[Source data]
--- BEGIN ---

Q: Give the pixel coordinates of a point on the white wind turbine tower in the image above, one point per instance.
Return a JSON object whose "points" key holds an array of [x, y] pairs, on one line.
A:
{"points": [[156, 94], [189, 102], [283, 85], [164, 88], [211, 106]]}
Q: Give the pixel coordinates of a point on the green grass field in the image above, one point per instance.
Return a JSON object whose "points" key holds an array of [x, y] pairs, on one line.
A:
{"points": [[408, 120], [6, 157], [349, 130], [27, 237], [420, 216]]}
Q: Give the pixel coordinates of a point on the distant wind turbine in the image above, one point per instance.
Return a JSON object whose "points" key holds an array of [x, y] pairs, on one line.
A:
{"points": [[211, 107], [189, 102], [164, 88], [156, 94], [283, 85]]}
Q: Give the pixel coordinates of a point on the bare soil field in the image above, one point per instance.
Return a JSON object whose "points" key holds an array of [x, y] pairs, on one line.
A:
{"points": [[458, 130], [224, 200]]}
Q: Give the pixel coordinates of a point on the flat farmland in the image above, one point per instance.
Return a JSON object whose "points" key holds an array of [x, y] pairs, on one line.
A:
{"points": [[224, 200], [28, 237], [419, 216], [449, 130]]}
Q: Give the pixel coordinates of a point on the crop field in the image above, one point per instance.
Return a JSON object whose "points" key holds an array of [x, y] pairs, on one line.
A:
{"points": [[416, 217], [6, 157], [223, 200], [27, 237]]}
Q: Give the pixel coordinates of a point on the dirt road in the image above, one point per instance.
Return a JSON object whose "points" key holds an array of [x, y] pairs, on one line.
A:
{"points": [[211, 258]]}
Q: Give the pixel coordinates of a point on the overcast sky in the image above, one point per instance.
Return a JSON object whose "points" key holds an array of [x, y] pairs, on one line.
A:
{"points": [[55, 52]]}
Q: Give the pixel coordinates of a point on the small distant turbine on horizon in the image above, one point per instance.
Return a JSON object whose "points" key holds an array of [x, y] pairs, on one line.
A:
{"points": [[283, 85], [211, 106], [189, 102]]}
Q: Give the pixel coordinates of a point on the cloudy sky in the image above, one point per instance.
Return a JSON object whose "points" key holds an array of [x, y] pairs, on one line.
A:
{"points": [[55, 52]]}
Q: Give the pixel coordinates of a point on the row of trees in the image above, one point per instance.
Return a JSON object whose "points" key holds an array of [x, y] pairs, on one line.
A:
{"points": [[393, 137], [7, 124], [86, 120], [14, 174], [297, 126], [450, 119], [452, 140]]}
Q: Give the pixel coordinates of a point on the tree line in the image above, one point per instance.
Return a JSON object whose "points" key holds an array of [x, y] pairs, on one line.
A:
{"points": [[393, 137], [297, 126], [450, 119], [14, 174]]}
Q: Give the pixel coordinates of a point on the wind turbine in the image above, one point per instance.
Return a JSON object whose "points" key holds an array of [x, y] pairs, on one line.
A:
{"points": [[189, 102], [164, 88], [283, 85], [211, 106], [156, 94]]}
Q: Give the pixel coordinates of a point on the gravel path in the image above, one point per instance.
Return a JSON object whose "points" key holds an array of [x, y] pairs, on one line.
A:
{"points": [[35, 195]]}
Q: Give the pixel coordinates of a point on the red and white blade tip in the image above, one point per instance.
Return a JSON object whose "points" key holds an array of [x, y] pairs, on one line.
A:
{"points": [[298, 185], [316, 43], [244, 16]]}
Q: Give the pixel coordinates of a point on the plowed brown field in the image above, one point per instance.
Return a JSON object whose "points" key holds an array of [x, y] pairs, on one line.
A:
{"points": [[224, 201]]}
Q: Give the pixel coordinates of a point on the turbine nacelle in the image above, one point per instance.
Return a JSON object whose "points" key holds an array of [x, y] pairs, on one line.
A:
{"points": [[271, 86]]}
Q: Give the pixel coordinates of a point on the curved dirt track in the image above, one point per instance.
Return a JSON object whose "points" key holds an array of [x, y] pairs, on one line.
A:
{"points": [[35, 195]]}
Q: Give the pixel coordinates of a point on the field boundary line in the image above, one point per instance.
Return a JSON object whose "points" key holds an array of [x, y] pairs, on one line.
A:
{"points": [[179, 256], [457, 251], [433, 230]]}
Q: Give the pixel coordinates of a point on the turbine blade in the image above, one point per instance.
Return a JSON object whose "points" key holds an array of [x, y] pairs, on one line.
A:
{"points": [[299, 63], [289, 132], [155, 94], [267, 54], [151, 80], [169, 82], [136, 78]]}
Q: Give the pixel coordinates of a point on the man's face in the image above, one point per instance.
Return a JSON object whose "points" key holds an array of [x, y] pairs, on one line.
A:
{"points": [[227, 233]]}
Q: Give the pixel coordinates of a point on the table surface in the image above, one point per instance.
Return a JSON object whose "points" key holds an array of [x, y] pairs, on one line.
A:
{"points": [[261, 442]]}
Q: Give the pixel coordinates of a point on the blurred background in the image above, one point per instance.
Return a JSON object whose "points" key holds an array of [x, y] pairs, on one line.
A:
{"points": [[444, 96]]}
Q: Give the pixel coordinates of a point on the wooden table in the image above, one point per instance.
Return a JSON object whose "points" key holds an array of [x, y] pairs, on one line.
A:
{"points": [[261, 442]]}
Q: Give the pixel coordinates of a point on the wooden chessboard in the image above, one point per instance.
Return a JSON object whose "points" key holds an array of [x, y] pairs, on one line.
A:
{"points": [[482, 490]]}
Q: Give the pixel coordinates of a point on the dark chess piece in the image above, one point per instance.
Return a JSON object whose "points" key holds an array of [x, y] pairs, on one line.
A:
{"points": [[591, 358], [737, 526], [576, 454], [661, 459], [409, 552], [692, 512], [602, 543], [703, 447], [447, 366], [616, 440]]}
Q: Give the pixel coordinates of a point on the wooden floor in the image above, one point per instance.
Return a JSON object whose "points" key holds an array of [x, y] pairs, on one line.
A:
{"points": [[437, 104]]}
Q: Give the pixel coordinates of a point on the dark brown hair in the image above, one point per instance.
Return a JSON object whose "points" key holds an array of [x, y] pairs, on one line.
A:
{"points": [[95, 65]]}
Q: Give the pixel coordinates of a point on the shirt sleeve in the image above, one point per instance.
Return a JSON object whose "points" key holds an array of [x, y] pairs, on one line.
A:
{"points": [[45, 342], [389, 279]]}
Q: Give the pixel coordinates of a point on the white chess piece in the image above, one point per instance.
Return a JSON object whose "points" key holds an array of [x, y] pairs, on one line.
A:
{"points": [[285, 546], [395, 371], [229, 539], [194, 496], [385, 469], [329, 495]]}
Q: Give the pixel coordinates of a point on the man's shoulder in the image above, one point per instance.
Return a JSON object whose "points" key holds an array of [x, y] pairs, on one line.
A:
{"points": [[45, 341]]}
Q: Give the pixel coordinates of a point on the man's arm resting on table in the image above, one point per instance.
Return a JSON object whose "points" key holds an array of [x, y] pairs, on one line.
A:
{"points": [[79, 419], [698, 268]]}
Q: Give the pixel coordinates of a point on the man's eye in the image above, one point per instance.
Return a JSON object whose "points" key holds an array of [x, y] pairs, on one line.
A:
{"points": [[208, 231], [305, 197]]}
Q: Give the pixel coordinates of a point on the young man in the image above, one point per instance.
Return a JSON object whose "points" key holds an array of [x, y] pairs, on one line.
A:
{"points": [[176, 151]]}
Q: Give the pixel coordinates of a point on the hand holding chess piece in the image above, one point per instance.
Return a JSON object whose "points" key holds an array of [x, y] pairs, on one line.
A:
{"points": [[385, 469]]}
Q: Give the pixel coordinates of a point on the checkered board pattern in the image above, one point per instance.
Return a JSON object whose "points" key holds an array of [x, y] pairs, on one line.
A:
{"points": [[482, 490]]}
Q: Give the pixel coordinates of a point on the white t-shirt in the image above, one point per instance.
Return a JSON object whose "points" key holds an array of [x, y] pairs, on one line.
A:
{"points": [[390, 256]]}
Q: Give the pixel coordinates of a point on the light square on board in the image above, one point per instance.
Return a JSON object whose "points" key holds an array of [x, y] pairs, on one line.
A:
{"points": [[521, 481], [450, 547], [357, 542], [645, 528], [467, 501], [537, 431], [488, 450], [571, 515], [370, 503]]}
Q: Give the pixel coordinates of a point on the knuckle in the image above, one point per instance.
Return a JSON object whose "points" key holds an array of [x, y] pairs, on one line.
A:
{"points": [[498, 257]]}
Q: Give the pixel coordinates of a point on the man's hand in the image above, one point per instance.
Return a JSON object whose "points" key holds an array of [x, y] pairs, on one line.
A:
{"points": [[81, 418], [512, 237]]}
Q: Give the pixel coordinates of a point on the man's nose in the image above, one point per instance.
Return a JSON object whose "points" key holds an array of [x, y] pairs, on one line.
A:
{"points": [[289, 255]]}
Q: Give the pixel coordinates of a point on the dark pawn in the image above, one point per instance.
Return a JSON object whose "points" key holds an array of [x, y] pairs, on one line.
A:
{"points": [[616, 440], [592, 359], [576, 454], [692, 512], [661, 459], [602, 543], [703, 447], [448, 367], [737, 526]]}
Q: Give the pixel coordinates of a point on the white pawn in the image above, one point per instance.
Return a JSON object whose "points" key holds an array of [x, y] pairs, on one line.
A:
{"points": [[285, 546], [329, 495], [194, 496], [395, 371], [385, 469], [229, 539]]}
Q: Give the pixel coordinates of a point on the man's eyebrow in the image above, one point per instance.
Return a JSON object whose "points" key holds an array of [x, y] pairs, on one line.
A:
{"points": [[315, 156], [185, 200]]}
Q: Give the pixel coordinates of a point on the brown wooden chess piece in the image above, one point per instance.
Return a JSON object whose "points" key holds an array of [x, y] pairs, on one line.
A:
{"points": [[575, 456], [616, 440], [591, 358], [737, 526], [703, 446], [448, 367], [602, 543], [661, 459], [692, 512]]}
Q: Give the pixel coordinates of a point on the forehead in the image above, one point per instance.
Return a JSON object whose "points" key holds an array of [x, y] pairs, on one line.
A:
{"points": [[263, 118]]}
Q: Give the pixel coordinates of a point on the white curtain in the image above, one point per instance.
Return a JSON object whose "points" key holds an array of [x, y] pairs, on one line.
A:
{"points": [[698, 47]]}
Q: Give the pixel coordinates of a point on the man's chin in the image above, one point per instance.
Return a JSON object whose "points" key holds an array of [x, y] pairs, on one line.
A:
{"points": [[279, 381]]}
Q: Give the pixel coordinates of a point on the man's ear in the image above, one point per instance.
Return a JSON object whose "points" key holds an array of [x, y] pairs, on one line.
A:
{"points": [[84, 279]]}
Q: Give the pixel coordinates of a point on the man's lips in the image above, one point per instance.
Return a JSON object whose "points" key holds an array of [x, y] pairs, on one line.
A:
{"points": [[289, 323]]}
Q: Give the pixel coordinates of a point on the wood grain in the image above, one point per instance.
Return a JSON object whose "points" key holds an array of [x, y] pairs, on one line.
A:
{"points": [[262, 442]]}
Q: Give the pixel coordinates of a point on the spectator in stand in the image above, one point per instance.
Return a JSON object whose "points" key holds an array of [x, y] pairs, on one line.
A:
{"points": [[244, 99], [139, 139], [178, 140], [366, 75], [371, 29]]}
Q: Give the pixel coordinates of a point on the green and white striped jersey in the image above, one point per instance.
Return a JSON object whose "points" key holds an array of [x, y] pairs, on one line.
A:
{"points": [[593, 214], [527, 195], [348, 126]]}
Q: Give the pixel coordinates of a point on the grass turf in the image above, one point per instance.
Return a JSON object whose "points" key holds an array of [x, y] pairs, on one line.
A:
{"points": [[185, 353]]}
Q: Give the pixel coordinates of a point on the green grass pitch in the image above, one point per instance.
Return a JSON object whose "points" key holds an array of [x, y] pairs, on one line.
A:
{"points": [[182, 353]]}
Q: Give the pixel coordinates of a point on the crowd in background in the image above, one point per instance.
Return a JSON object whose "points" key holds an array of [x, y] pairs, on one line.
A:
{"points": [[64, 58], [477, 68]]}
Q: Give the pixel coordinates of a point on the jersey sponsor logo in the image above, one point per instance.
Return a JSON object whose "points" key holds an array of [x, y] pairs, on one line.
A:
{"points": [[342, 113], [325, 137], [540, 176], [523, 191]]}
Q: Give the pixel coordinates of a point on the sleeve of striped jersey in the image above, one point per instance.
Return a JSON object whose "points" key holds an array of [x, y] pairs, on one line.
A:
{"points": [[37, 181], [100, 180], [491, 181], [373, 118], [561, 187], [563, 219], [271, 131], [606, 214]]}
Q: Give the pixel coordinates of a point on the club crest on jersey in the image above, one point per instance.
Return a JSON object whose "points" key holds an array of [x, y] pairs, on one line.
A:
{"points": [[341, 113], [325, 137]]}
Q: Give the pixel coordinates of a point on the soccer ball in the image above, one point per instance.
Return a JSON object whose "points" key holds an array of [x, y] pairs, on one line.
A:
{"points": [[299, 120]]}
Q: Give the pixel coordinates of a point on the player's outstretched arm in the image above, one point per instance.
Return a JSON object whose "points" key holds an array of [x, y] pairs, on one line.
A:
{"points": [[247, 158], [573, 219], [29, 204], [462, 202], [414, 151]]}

--- END ---

• Written problem
Output, unchanged, the lines from the line with "Q: Give the pixel coordinates of a point on the sleeve" through the final line of the material.

• Complete answer
Q: Give the pixel coordinates of a point on the sleeve of striped jersey in the image above, one point per instance.
Return a JSON object whose "points" key holds an array of [x, y] pairs, on one line.
A:
{"points": [[37, 181], [100, 180], [491, 181], [373, 118], [561, 187], [563, 219], [271, 131], [606, 214]]}
Q: Give the pixel coordinates of a point on the club crest on jersey in the image above, one point per instance.
Return a JSON object whose "points" key holds an array of [x, y] pairs, on one line.
A:
{"points": [[341, 113], [325, 137]]}
Q: Give the pixel coordinates of a point on the soccer ball in the image above, one point per instance.
Return a JSON object whose "points" key holds an array of [x, y] pairs, on one line.
A:
{"points": [[299, 120]]}
Q: Give the pixel coordinates of a point on the player's outstretched arm in the image above, one point per instance.
Return a JSON object whose "points" key holds an array of [x, y] pairs, on one line.
A:
{"points": [[247, 158], [573, 219], [29, 204], [462, 202], [414, 151]]}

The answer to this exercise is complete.